課題一覧:
A. 配合変化についての文章に照らして、次の(i)〜(iii)が内容と合っているかを「はい」か「いいえ」で答え、判断の決め手となる文章中の言葉をそのまま引用してください。(i) 溶解液が正しいかどうかは、チェックする項目に含まれている。(ii) 薬同士を混ぜると、必ず見た目に変化が現れる。(iii) 配合変化は、一方向で問題がなければ逆方向でも問題がない。
B. 配合変化についての文章のうち、「この順番でチェックしよう!」で始まり「も、逆方向ではNGなことも。」で終わる部分を、一字も変えずに書き写してください。

学習テキスト:
同じレシピ内に複数の注射薬が一緒に記載されているとき、それらを混ぜて投与してよいかどうか、つまり「配合変化」を確認するのは薬剤師の大事な仕事のひとつです。
薬同士を混ぜると見た目は変わらなくても、成分が分解されたり、結晶ができたり、効果がなくなったりすることがあります。

この順番でチェックしよう!

溶解液が正しいか
同じレシピ内の薬、どちらからも配合変化がないか

【応用編】

違うレシピの薬を、同じ末梢ルートから投与できるのか調べよう

実際にあったこんなこと

あるとき「A薬はB薬に混ぜて大丈夫」と思って確認したら、逆側(B薬がA薬に混ぜて良いか)を調べると「不可」と書かれていたことがありました。
どちらの薬を基準に調べたかによって結果が違うことがあるんです。配合変化は一方向でOKでも、逆方向ではNGなことも。

チェックするときは、両方の薬の特性を確認するクセをつけましょう。

利用可能データ:
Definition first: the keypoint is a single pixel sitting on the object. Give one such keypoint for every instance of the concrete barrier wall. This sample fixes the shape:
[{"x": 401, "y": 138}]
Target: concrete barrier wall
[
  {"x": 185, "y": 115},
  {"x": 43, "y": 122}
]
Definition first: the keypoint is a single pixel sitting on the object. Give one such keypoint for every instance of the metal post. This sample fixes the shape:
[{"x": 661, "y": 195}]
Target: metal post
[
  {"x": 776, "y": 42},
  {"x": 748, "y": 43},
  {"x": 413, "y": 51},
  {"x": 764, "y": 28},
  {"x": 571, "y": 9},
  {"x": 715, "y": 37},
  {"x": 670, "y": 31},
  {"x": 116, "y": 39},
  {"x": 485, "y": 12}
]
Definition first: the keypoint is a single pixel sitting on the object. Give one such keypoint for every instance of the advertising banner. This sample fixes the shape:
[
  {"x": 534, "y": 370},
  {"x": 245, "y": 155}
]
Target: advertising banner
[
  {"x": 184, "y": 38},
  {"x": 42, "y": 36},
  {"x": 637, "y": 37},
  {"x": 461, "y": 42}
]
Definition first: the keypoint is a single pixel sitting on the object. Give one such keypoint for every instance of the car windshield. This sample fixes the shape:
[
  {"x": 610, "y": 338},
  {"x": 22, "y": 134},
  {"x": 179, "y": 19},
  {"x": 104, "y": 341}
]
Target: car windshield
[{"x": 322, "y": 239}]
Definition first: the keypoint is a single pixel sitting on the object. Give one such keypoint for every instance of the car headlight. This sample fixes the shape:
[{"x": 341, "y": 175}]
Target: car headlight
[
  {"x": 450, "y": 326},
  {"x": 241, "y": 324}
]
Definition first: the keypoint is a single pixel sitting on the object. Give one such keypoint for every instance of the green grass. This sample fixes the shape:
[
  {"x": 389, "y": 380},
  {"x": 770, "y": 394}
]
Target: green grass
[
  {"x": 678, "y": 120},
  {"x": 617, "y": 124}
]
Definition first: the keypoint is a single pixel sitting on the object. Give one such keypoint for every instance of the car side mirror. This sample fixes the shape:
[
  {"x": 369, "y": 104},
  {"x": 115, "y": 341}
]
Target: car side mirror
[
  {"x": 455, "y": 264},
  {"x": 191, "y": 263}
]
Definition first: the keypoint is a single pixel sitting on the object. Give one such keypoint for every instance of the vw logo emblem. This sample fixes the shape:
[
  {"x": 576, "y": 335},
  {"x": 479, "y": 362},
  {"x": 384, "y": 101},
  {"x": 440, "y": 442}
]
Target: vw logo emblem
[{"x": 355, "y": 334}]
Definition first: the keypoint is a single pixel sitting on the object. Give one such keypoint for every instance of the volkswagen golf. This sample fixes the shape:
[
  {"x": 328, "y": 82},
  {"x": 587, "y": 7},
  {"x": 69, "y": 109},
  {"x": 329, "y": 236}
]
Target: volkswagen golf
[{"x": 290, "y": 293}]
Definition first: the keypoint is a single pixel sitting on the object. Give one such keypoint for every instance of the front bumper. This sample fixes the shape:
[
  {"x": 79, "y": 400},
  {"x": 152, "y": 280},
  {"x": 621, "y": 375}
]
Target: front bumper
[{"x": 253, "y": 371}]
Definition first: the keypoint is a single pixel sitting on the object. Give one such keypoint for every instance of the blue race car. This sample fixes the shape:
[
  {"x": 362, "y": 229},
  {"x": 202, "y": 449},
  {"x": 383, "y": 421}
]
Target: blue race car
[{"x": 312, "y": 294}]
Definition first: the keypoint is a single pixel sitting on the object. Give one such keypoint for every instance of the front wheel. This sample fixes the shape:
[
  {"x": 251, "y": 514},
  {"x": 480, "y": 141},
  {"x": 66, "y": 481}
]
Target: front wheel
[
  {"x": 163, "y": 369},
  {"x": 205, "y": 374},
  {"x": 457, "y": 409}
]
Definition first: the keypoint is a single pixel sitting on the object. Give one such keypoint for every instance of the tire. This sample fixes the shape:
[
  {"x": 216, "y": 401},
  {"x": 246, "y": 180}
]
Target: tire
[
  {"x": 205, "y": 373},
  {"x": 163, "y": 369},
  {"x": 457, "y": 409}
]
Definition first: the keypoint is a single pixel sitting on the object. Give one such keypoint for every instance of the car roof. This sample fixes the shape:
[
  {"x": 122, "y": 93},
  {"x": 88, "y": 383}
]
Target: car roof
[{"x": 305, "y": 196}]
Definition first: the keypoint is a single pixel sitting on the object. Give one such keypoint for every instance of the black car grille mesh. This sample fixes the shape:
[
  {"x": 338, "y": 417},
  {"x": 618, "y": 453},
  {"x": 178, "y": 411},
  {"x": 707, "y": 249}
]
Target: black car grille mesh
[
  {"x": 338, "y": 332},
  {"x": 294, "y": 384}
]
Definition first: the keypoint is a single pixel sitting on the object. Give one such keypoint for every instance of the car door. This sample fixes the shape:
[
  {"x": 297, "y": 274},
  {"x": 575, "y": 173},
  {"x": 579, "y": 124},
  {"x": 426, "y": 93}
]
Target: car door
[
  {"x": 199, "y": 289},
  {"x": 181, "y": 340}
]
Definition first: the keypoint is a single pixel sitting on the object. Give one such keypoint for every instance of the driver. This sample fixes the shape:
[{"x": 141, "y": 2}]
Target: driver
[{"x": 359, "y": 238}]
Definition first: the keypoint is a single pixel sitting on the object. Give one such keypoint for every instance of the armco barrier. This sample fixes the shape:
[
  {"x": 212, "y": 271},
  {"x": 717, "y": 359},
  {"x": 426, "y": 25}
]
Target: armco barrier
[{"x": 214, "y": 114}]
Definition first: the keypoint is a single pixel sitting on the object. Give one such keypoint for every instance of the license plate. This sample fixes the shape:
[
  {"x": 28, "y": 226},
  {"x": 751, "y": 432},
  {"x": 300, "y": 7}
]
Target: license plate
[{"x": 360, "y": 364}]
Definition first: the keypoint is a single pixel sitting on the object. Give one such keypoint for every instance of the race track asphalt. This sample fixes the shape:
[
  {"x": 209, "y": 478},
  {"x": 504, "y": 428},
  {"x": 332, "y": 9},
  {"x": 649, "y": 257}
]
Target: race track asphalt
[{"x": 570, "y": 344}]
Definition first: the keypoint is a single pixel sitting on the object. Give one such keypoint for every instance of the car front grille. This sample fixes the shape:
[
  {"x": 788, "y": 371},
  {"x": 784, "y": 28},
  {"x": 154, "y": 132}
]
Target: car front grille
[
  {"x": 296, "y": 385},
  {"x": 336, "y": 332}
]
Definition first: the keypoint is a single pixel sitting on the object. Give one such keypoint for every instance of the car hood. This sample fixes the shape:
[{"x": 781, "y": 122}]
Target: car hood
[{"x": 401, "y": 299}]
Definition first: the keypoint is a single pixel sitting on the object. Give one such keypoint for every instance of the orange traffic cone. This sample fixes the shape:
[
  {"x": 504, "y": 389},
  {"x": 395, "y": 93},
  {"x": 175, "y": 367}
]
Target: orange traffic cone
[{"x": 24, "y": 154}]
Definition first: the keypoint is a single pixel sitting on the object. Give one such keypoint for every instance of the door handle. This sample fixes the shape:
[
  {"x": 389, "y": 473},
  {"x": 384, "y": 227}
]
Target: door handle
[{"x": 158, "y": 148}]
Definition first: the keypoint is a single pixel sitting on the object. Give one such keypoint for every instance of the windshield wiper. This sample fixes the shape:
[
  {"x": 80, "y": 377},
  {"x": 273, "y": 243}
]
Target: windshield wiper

課題の解答:
A.
(i) はい。「溶解液が正しいか」
(ii) いいえ。「薬同士を混ぜると見た目は変わらなくても、成分が分解されたり、結晶ができたり、効果がなくなったりすることがあります。」
(iii) いいえ。「配合変化は一方向でOKでも、逆方向ではNGなことも。」

B.
この順番でチェックしよう!

溶解液が正しいか
同じレシピ内の薬、どちらからも配合変化がないか

【応用編】

違うレシピの薬を、同じ末梢ルートから投与できるのか調べよう

実際にあったこんなこと

あるとき「A薬はB薬に混ぜて大丈夫」と思って確認したら、逆側(B薬がA薬に混ぜて良いか)を調べると「不可」と書かれていたことがありました。
どちらの薬を基準に調べたかによって結果が違うことがあるんです。配合変化は一方向でOKでも、逆方向ではNGなことも。